- _Set exercise_: Gather every line of the material below that contains the string "window" and copy each one in full.

- _Dataset entries_:
++++
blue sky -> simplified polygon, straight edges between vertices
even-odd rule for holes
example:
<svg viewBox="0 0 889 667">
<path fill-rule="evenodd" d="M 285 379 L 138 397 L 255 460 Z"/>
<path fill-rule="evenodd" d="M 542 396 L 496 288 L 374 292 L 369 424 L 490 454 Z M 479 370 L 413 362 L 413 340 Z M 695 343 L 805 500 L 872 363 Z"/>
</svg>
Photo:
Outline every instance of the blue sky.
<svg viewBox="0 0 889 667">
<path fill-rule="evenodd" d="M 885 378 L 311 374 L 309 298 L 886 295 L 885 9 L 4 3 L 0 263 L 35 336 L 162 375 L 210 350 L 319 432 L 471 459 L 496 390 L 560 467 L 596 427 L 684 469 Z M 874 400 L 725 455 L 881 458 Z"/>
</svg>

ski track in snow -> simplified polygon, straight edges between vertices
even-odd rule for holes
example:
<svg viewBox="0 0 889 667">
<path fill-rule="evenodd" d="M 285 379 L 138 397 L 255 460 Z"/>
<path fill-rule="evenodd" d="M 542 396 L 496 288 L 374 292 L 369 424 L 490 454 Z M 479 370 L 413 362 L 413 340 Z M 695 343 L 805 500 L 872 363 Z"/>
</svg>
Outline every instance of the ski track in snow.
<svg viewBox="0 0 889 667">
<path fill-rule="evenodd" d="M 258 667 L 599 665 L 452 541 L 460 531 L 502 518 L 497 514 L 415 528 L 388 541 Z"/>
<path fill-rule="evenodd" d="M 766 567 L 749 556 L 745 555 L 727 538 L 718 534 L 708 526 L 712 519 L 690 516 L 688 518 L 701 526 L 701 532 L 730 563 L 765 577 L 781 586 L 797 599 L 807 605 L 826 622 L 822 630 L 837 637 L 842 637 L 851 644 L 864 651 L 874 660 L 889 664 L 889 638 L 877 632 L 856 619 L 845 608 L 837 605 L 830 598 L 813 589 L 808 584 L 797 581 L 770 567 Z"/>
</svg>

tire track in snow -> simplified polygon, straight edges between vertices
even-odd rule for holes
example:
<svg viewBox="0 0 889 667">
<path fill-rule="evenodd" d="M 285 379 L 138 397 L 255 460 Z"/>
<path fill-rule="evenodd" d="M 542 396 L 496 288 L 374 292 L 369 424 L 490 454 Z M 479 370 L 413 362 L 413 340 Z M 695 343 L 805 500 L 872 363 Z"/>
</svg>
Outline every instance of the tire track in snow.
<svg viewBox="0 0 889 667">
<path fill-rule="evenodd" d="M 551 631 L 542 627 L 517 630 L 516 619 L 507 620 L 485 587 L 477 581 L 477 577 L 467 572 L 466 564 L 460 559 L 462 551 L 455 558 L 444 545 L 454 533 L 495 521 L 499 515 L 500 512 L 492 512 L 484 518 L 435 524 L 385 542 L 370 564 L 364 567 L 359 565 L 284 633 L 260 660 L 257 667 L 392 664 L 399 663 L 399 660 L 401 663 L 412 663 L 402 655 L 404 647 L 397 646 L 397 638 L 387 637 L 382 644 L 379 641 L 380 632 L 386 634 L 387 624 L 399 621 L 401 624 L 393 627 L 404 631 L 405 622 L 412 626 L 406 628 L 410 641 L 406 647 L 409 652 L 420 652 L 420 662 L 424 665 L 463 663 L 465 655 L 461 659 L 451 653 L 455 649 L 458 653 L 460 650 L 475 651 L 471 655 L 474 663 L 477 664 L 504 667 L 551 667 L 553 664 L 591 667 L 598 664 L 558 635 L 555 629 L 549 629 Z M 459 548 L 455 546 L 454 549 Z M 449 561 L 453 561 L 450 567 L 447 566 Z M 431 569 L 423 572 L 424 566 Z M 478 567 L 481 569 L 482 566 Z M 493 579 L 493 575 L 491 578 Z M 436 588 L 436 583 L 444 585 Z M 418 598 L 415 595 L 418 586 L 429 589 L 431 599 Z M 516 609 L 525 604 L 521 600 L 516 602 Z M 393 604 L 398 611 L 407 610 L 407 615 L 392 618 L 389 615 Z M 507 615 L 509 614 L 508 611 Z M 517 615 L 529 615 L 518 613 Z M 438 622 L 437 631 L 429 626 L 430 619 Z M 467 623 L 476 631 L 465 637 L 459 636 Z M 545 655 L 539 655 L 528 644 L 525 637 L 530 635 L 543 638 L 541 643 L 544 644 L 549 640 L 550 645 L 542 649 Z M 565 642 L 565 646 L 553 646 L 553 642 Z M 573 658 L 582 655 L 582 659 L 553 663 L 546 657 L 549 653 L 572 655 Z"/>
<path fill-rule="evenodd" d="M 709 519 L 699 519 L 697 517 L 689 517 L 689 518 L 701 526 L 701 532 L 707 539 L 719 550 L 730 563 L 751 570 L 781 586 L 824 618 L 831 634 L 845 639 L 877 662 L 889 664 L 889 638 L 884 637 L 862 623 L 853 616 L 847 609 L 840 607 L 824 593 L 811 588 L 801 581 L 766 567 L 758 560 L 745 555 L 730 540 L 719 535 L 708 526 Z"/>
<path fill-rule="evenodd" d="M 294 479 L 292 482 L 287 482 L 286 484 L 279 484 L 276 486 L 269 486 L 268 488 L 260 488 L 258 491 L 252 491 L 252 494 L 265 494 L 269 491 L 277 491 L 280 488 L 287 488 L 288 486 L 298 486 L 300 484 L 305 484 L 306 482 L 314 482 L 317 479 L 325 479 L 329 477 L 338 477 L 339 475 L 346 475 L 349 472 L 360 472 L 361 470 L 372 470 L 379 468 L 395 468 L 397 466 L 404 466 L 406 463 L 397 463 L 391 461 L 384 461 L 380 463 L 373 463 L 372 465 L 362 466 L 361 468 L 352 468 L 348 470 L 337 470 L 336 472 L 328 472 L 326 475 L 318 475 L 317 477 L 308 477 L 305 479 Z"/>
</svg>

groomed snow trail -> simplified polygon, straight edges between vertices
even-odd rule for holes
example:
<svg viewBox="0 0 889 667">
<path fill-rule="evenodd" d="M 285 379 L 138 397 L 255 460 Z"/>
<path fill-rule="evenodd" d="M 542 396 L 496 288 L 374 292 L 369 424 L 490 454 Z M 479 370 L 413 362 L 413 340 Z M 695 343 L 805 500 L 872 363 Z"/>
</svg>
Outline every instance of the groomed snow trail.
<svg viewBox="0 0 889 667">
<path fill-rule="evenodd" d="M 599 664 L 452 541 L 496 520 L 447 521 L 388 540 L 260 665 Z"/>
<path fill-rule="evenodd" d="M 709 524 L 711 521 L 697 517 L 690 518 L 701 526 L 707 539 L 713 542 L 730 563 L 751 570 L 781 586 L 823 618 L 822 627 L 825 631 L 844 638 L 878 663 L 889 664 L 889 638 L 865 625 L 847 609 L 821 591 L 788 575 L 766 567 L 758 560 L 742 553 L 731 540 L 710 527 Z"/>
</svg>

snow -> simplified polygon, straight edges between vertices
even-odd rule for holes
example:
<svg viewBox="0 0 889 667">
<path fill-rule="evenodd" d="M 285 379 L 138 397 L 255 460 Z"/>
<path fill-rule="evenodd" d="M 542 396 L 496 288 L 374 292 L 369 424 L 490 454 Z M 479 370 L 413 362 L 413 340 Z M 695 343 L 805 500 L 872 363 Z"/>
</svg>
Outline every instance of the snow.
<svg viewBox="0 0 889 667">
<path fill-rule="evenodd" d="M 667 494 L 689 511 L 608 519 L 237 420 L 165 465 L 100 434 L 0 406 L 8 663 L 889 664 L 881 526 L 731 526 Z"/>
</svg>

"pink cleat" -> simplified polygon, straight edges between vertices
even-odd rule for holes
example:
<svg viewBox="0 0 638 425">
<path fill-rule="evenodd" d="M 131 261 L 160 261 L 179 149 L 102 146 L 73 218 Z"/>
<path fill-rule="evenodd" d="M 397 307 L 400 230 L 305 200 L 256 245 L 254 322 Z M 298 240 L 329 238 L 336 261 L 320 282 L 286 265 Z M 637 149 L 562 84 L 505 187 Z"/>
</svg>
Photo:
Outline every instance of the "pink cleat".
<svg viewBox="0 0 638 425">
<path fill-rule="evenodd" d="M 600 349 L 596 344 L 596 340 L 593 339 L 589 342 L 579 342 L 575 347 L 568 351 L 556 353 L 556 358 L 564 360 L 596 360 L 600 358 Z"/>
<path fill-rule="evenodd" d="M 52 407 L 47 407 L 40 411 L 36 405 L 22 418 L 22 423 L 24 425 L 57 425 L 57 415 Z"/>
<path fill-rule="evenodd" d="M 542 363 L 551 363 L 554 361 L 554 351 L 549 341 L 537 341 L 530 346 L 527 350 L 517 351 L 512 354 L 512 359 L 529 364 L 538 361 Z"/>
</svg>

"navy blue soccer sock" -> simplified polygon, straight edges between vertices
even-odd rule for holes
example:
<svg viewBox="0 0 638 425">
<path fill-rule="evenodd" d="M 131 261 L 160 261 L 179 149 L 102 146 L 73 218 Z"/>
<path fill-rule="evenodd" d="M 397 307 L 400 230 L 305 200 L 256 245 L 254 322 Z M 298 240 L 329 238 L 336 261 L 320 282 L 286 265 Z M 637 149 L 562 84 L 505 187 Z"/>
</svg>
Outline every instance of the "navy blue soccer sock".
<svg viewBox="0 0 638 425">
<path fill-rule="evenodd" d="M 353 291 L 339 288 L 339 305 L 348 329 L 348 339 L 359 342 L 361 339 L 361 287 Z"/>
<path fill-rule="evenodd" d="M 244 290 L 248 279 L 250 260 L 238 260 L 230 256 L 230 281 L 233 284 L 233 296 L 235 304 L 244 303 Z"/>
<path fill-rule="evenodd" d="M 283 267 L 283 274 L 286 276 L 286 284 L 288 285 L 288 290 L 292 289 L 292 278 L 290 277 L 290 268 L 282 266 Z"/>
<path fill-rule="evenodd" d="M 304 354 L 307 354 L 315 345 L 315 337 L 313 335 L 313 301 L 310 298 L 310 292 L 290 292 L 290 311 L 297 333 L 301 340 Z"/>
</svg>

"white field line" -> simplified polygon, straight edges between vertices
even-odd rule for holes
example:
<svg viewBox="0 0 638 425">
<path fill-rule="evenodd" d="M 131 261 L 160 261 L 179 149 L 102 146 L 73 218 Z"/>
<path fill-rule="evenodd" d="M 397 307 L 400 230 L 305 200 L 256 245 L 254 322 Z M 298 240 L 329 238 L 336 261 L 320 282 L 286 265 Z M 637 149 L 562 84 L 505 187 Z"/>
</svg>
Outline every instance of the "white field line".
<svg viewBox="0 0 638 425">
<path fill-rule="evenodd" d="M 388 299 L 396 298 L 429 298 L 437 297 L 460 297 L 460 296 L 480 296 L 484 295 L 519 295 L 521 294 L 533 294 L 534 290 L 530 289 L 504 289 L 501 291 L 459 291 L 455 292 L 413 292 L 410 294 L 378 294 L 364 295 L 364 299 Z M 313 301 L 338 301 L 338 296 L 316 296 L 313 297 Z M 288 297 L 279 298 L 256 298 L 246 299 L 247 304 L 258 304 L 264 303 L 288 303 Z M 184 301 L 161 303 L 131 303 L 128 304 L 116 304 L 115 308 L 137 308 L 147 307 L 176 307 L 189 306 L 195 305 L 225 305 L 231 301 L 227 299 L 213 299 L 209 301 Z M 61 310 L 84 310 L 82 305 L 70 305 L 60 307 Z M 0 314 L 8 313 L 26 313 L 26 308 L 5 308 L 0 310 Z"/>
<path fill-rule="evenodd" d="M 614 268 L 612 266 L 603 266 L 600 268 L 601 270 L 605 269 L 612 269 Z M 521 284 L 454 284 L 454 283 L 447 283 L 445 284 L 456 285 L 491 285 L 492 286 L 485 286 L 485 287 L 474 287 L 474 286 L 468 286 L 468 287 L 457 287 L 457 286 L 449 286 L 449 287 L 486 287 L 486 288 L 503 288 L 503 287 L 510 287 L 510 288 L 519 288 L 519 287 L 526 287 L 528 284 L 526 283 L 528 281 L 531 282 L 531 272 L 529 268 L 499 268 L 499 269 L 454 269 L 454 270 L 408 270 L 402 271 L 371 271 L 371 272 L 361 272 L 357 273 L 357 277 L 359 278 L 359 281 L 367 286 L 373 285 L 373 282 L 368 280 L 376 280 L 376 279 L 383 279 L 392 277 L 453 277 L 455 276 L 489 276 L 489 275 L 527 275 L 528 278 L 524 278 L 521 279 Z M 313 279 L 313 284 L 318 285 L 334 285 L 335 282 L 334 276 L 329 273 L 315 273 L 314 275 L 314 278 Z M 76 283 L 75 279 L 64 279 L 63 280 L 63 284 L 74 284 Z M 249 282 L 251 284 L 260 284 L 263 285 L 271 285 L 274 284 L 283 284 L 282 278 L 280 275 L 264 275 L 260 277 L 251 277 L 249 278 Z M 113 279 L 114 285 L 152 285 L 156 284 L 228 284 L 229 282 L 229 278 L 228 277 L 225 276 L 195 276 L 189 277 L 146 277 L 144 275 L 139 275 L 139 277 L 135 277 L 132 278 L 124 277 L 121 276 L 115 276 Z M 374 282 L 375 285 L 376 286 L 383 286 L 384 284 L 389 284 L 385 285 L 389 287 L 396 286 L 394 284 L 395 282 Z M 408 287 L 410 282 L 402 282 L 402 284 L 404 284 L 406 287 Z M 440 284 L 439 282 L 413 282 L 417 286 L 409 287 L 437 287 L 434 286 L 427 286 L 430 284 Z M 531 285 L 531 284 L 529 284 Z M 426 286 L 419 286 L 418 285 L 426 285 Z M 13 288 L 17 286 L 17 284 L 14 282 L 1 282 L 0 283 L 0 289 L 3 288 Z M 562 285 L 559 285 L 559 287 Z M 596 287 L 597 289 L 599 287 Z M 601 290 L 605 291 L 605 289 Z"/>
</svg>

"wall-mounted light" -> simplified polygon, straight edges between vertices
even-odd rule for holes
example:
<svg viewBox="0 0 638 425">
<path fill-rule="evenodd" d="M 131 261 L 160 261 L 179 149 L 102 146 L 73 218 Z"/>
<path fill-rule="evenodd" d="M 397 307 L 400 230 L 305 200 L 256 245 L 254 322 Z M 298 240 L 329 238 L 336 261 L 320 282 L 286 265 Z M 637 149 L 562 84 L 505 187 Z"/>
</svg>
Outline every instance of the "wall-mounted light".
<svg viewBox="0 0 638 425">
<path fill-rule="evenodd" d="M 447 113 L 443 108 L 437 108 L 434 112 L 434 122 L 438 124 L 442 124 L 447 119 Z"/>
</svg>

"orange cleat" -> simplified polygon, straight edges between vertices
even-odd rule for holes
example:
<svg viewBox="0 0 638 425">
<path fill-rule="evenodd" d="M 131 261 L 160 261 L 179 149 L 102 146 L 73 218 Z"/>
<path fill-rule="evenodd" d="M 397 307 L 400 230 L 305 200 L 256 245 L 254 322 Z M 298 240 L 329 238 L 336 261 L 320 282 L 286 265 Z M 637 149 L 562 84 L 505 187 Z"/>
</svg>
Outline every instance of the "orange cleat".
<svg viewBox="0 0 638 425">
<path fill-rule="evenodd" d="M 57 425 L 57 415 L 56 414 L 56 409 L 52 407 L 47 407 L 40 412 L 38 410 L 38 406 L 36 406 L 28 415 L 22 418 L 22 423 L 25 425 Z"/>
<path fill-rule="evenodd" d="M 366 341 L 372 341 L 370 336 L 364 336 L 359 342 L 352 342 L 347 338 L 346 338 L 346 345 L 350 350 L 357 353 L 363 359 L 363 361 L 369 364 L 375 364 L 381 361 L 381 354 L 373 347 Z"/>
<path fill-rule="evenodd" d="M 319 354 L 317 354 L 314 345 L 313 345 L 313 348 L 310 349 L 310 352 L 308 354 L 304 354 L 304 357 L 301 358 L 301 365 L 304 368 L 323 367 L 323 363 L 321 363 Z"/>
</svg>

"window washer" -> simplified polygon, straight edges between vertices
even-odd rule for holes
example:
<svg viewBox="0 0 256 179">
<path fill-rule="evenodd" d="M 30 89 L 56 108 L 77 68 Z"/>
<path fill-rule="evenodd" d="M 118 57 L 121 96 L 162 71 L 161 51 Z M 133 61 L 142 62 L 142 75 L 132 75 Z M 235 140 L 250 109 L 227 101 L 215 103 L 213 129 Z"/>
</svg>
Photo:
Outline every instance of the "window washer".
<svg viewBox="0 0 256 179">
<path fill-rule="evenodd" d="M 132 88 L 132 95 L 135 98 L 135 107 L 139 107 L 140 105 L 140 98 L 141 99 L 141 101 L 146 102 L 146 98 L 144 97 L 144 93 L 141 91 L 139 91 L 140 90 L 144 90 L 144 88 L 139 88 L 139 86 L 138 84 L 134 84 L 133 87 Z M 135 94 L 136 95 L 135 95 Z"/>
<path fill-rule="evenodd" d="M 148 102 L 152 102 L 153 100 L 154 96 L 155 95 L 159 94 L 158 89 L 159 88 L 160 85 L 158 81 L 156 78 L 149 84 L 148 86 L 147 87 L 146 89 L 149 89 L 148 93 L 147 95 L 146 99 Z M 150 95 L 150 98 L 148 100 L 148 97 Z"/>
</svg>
++++
- _Completed task_:
"window washer" -> simplified polygon, straight edges between vertices
Outline every instance of the "window washer".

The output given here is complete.